:: Problem requirements ::
Rewrite each of the items below as a numbered list of its lines, dropping any blank lines.
___ Recorded information ___
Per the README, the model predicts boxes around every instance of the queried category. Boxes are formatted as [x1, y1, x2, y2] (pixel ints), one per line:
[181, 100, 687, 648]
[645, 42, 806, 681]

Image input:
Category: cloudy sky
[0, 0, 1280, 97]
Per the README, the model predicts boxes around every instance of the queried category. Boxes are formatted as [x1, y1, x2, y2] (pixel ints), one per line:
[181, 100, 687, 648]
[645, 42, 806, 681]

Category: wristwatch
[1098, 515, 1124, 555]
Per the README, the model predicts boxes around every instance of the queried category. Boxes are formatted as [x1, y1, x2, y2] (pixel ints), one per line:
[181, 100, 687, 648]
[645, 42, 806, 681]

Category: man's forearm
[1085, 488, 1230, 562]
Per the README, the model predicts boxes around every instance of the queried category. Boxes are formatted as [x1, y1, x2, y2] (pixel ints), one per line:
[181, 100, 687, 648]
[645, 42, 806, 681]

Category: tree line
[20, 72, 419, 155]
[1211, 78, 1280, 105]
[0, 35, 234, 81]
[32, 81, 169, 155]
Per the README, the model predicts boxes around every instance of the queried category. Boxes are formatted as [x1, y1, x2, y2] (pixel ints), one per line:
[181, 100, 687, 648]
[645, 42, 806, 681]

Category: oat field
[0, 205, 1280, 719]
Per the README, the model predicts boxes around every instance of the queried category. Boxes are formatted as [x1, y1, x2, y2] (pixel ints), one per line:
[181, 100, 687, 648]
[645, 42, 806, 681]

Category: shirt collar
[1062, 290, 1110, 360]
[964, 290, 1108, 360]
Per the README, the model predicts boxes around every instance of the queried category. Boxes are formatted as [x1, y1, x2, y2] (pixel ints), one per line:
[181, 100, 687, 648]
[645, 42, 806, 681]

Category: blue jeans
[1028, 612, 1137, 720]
___
:: Correct response ::
1. Per the README, the model predicts boxes around every instance of the queried category. Boxes are formatted as [x1, y1, x2, y2] (pixel ints), one per line:
2. [181, 100, 687, 648]
3. [645, 42, 806, 681]
4. Image input:
5. Category: cloudy sky
6. [0, 0, 1280, 97]
7. Per the README, the model predicts boxes around every instance of the queried category. Boxes are formatted as [x1, y1, x2, y2] (pixel ints), one per line:
8. [181, 100, 687, 648]
9. [645, 42, 806, 681]
10. Category: wristwatch
11. [1098, 515, 1124, 555]
12. Per the README, the model predicts boxes around every instance of the queried category. Boxes are formatted as [x1, y1, x2, y2] (pixel ints), one per line:
13. [181, 100, 687, 648]
14. [645, 42, 806, 681]
15. Category: man's forearm
16. [1085, 488, 1230, 562]
17. Per the README, the model predicts boxes around every instance of the queried category. Boxes are formatted as [x1, y1, x2, y2] (pixel ints), one per line:
18. [181, 100, 687, 648]
19. [645, 42, 806, 681]
20. Category: tree line
21. [20, 72, 419, 155]
22. [1211, 78, 1280, 105]
23. [0, 35, 234, 81]
24. [32, 81, 169, 155]
25. Per the README, the model predicts boxes around every instance of the queried category. Boxes are formatted as [x1, y1, x2, y2] (pixel ints), one per line:
26. [181, 100, 687, 648]
27. [645, 42, 806, 681]
28. Category: oat field
29. [0, 205, 1280, 719]
30. Per the README, the model predicts boxes around every instance of the queried category. Boxes are formatted as [x1, y1, x2, y2] (pixel ints), one per line:
31. [181, 100, 687, 648]
32. [645, 42, 806, 681]
33. Category: shirt collar
34. [1062, 290, 1110, 360]
35. [964, 290, 1108, 360]
36. Per the README, the model predicts boxes around every instance of the queried category. Boxes are formatted as [x1, y1, x2, y2] (pixel ints), one per line:
37. [181, 100, 687, 648]
38. [645, 42, 806, 681]
39. Category: blue jeans
40. [1028, 612, 1137, 720]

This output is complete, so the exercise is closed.